Latihan singkat →
Jawab pertanyaan berikut berdasarkan kutipan teks tentang realitas masyarakat.
(a) Menurut teks, berapa suara seorang doktor dalam pilpres dan pemilu?
(b) Apa yang selalu dikehendaki kaum al mutsaqqafuun?
(c) Sifat apa yang disebut teks untuk masyarakat mutsaqqaf pada poin kedua?

Kutipan teks →
2.  Waqi’iyyatus Sya’b (   ﺐﻌﺸﻟا   ﺔﯿﻌﻗو  ) atau ‘aqliyatusy sya’bi (   ﺐﻌﺸﻟا   ﺔﯿﻠﻘﻋ  ) 

Masuk bab yang kedua, adalah waqi’iyyatusy sya’b atau aqliyatusy sya’b. Bagaimana  
logika  masyarakat dalam kehidupan ini termasuk dalam pilpres dan lain sebagainya.   
Dan  bagaimana    realitas masyarakat. Walaupun kita sudah mengenalnya, tapi semoga 
kita lebih mendalam kenal kita terhadap masyarakat kita.  

a.  Pendekatan tsaqofah 

Yang pertama kita bagi dari pendekatan tsaqofah. Masyarakat kita dari  Aceh sampai 
Papua tidak bisa kita pungkiri dari  segi tsaqofahnya  ada yang  al  mutsaqqafuun 
(berpendidikan) dan ada yang ghairu mutsaqaffiin (tidak berpendidikan).   Itu kita tahu 
semua dalam masalah pilpres dan pemilu sama-sama  suaranya satu. Tidak ada istilah 
doctor suaranya seratus. Doctor dengan yang tamatan TK, sama suaranya yaitu satu. Oleh 
karena itu harus kita pahami, sehingga pemahaman kita  tentang masyarakat kita akan 
menjadi benar. 

Al mutsaqaffuun 

Yang  Pertama bagaimana sudut pandang orang terpandang, khususnya kepada kita 
sebagai partai dakwah.   Pertama mereka  selalu menghendaki al mitsaliyah (ideal).  Jadi 
mereka ketika melihat makhluk yang namanya Partai Keadilan Sejahtera. Maka pks ini 
adalah malaikat yang  tidak boleh salah. Mereka lupa bahwa kita manusia. Maka kalau 
kita katakan kepada para dosen, para mahasiswa, “wahai saudaraku, kita pahami kita ini 
bukan partai malaikat. Kita partai manusia”.  Itu mereka tidak mudah menerima. Karena 
mereka tertarik  dengan kita, karena idealisme kita. Oleh karena itu meskipun kita 
manusia.  Tetapi kita berhati-hati jangan sampai terjatuh dalam kesalahan. Apalagi itu 
fatal. Karena ketika mereka sudah tidak percaya lagi. Untuk membangkitkan mereka agar 
kembali percaya kepada kita. Itu membutuhkan waktu yang panjang dan menghabiskan 
energy kita.   

Kemudian yang kedua Masyarakat mutsaqqaf  (sya’bul mutsaqqafi)  itu biasanya  adalah 
masyarakat yang annaqdi (kritis), sangat kritis. Sampai cara bicara saja dikritisi. Sampai 
ketika saudara kita  berbicara, kemudian orang lain berbicara. Seandainya ada saudara 
kita dengan mitra bicaranya. Kemudian saudara kita lihat hp, itu pun dikritisi.

Data tersimpan →
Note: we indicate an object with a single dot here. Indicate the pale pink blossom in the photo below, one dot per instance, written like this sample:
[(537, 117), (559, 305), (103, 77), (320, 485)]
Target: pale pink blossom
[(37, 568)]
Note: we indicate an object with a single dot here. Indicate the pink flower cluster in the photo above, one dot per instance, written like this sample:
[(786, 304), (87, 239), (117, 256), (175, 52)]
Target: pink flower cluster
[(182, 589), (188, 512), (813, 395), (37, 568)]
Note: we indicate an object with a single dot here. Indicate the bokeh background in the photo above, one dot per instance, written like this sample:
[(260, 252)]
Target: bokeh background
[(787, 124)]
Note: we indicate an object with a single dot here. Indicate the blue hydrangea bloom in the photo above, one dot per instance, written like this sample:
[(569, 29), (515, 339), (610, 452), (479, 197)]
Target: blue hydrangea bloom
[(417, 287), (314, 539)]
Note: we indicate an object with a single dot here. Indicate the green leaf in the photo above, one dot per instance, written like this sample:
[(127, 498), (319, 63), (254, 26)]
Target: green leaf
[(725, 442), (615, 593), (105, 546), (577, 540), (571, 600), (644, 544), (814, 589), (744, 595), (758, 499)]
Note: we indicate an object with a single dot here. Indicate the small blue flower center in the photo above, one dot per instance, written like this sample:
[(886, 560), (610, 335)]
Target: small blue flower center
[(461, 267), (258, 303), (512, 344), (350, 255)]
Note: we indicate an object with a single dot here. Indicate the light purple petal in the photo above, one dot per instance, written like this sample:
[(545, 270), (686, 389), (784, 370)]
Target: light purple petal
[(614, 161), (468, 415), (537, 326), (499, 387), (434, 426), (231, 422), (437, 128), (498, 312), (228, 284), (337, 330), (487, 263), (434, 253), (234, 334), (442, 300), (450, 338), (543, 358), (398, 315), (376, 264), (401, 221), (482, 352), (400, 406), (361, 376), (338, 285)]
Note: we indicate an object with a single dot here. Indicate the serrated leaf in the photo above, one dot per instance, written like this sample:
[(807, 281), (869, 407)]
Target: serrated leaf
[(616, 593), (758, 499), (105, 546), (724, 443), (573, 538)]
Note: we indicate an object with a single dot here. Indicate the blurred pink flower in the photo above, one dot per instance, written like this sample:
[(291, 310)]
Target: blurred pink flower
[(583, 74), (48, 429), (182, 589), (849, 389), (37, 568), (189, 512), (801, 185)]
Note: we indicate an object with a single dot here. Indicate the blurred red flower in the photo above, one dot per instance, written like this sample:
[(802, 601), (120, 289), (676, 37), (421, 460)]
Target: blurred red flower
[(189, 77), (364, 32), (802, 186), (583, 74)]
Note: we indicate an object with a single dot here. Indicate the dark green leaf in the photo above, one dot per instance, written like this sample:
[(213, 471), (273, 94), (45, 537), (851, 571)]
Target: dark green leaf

Jawaban soal →
(a) Satu, sama dengan suara tamatan TK.
(b) Al mitsaliyah (ideal).
(c) Annaqdi (kritis), bahkan sangat kritis.